*What the exercise asks*
Continue the profiles of Rotterdam-based artists, starting after the last sentence about Lichun Tseng.

*Text provided*
________________

Serdal Sertdemir is a Rotterdam based artist. He works at the intersection between jewellery craftsmanship and contemporary art. Serdal’s designs are raw, clean and emphasise the natural qualities of the metals he works with. His current works are made of copper, brass, silver and stones such as Cabochon and Brilliant diamond cut. Serdal also hosts Jellewey workshops where you can learn more about the metals, make your own jewel with the materials he provides or bring your own jewel to modify. Next workshop 29 AUG more info here.

Lichun Tseng
Lichun Tseng is a Taiwanese artist/filmmaker based in Rotterdam. In her works, She is interested in searching for the experience of the vital dimensions of life, absorbing and partaking in it, grasping its wholeness; in which exploration and reflective contemplation are profound mental drives. She has explored this research and practice mainly through 16mm film, installation, performance, and painting. She is one of the active members of an artist-run lab, Filmwerkplaats at WORM, where she has been developed her films and supported other artists’ films with Do-it-yourself method since 2009. Her works have been shown nationally and internationally, including the New York film festival, Internation film festival Rotterdam, International Short Film Festival Oberhausen, and others.

________________

Data entries
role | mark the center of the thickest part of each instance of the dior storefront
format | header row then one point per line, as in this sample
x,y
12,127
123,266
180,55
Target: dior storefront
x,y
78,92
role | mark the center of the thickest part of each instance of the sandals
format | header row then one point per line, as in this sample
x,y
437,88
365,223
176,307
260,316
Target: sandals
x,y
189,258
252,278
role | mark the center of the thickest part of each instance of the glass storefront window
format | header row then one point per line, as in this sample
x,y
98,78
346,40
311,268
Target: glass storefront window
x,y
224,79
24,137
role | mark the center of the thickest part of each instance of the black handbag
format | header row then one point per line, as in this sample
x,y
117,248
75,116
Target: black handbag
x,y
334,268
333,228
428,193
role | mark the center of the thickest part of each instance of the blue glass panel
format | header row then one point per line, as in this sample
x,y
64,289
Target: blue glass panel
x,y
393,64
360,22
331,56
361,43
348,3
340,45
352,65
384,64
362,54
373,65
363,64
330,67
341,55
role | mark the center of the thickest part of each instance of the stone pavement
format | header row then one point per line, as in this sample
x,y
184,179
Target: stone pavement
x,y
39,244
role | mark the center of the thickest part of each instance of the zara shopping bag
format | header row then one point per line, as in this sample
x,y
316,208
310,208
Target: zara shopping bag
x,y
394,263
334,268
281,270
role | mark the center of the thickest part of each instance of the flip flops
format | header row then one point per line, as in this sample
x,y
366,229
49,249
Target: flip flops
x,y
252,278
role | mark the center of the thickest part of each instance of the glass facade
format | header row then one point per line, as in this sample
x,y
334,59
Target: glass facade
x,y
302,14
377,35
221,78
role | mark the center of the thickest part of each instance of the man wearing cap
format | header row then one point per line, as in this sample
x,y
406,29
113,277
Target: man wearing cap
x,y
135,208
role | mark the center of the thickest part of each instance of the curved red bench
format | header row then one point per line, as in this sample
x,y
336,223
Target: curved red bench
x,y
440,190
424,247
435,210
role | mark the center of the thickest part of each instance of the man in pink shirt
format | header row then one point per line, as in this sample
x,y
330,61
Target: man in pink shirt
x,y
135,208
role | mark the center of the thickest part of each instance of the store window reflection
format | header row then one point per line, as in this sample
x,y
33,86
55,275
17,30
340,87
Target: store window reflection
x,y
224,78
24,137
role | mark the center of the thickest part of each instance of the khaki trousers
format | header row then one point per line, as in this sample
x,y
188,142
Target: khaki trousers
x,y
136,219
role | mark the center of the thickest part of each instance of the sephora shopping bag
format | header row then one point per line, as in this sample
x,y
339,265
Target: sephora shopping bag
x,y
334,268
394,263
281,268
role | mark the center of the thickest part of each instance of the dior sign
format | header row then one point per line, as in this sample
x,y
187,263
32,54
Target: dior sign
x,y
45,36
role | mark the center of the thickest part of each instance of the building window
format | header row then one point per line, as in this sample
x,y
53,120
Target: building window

________________

*Written response*
Screening of:
Remnant from echo and shadow
16mm | optical sound | black and white | 20min | 2020

Who is moving?
How do we start, continue, and end?
It is a search, research, and a process of the unknown and the unconscious; the full and the empty; the momentary and the eternal, which explores the space between the visible and invisible in reflection and connection.

Ratri Notosudirdjo

The work always gets involved in a social confrontation hidden deep within layers. A lot of this can be traced to my upbringing. I’m an inbetweener (or a third-space occupier) and my identity tends to fluctuate. I flirt a lot with softness and rigidity, and contradictive tensions of these likes because sitting amidst them seems to be where all the action is happening. It began to play a big role in my storytelling and through these thick layers of symbolism, metaphors and analogies I hope to stimulate the viewer into the situation. Just as one gets sucked into reading, perhaps one could get stuck in a stimulus I created.

Werner van der Zwan
In this theatre piece thrown-away objects are morphed into personalities with windshield washer motors from the scrapyard. Movement and posture express their distinct characters. These characters come to life in a play where they experience desire, aggression and disability. Broken, out of fashion or simply out of place, the objects now fend for themselves.

Bart van de Dood
Is a design student currently studying at the Willem de Kooning academy in Rotterdam. He makes bold and expressive designs that address societal matters with a humorous tone.

EyeRod Collective (Davide Amato & Polly Joy Wilson)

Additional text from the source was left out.